**** PAGE EXCERPT ****

By Abby Hockman of Wanderlost Travels
Nature preserves are never something I used to consider seeking out while traveling. However, all of that has changed after a recent visit to Boch Hollow in Logan, Ohio, only 20 miles south of my hometown. Boch Hollow’s 572 acres is divided into two parts – a part that requires a permit, and a part that does not.
Getting to Boch Hollow is half of the fun of the experience! The permit-required section of the preserve is extremely well-hidden and to get there you must cross a highway and climb over a guardrail to find the signs for the trail.
Once you make it into this part of the Hollow, light pours in through the surrounding trees to reveal sights straight out of a fairy tale. Follow the path back to a series of waterfalls and a world of bright green moss and vibrant wild flowers are exposed.
This part of Boch Hollow was only opened up in recent months and most of the locals don’t even know it exists! Since the number of permits is controlled, you may get the chance to explore the Hollow all by yourself. During my trip, we only encountered one other person in the Hollow during the first ten minutes.
Pictures of the above Corkscrew Falls cannot do it justice. The space feels sacred and the rushing water cleared my mind from the noise of the everyday until I could do nothing but simply stand in appreciation of the beauty enfolding me. From Corkscrew Falls, it was a short jaunt back to the main road.
The access point to the general admittance portion of Boch Hollow is well-marked a few miles down the road from the falls. The other half of the preserve offers a completely different, but equally worthwhile vibe. Rather than the exciting waterfalls and virtually non-existent paths of the permit section, there is a generous path that leads to a serene lake bedecked with lily pads and cattails swaying in tandem with a calm breeze.
The lake is the perfect spot for picnicking, reflecting, or teaching children about nature. There were countless beautiful fireflies the day that we went. If only they would have stayed in one place long enough for a picture!

**** STORED RECORDS ****

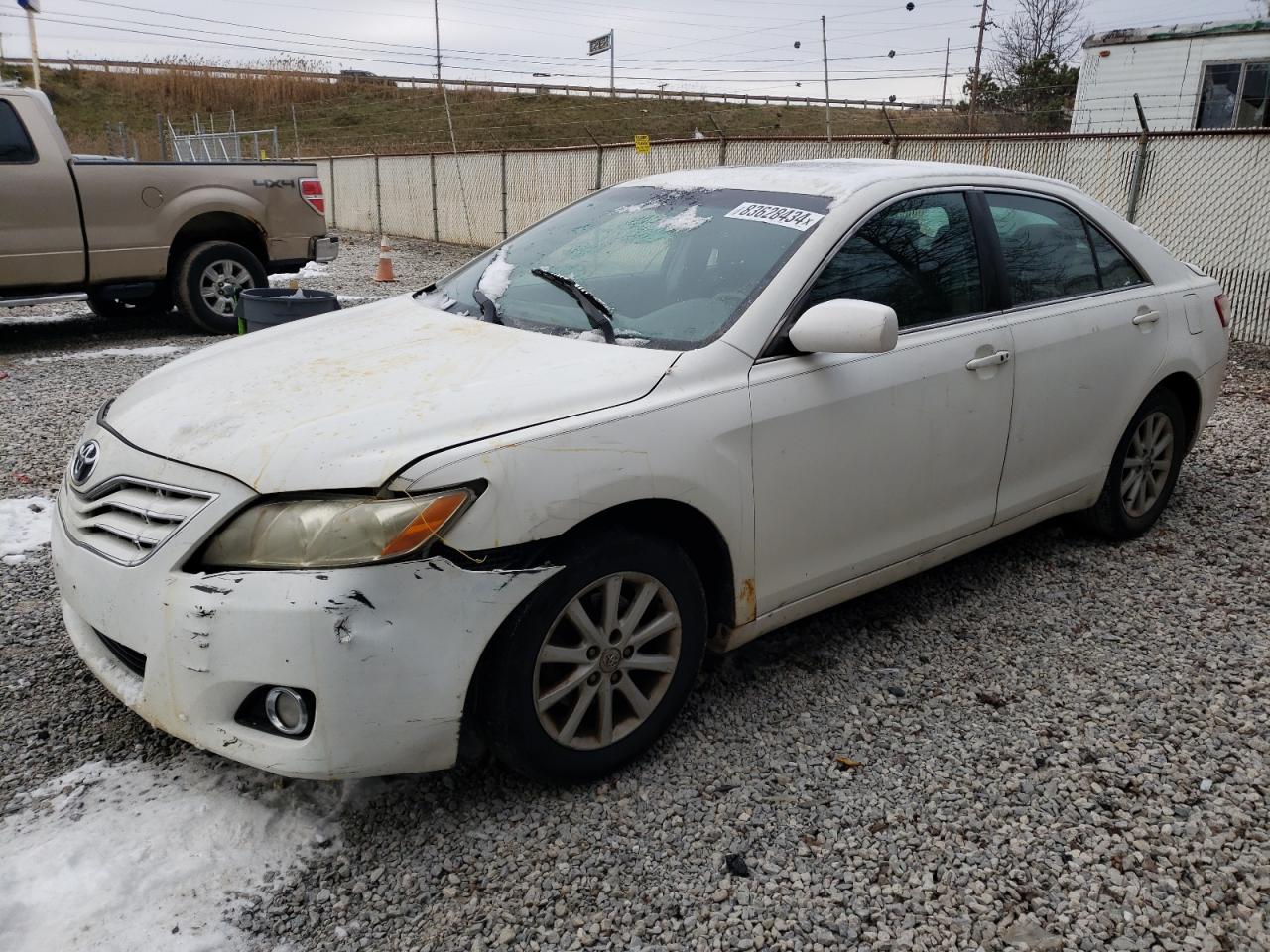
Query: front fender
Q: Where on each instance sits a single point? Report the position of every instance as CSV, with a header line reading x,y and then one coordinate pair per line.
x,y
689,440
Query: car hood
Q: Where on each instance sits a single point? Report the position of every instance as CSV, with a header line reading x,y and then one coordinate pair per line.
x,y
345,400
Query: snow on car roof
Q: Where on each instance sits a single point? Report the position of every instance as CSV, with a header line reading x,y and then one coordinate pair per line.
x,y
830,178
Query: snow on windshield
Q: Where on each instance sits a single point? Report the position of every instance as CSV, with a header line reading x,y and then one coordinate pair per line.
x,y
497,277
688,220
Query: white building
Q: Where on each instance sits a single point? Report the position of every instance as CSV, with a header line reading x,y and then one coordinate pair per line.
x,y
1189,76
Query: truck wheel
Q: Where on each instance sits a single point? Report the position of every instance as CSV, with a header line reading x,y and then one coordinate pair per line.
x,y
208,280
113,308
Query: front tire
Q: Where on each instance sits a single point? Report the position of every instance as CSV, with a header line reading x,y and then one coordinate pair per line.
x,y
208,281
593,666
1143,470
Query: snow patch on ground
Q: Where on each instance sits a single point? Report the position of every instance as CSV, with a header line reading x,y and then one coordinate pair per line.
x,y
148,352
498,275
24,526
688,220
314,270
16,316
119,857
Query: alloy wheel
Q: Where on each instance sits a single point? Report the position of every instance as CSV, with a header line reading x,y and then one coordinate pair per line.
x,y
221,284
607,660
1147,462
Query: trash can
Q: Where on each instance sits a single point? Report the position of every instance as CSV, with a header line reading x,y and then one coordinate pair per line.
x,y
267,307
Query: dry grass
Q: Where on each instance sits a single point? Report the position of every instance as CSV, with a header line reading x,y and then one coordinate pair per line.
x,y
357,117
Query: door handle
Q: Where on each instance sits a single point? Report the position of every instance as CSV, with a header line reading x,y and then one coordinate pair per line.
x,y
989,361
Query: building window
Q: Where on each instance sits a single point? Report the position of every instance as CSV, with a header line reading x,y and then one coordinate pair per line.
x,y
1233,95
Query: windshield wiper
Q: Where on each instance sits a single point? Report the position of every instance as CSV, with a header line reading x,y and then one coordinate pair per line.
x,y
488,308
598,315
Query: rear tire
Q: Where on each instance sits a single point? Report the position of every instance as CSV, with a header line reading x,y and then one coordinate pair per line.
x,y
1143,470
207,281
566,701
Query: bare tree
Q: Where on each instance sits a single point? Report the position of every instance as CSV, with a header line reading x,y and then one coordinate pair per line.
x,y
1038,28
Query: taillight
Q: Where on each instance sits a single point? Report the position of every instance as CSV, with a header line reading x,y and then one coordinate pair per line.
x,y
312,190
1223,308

****

§ **WORK INSTRUCTIONS**:
According to the Boch Hollow travel piece, what must a visitor do to reach the trail signs for the permit-required section? Rely on the text alone and leave the records aside.

§ **PROBLEM SOLUTION**:
Cross a highway and climb over a guardrail.